== What is being asked ==
Pull out every line from each of the entries below and reproduce it word for word, with nothing changed.

== Material provided ==
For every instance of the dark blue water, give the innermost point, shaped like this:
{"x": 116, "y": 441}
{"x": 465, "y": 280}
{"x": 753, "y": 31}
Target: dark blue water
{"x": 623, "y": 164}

== Final result ==
For every instance of the dark blue water, give the innermost point, shaped like this:
{"x": 116, "y": 441}
{"x": 465, "y": 280}
{"x": 753, "y": 31}
Target: dark blue water
{"x": 623, "y": 164}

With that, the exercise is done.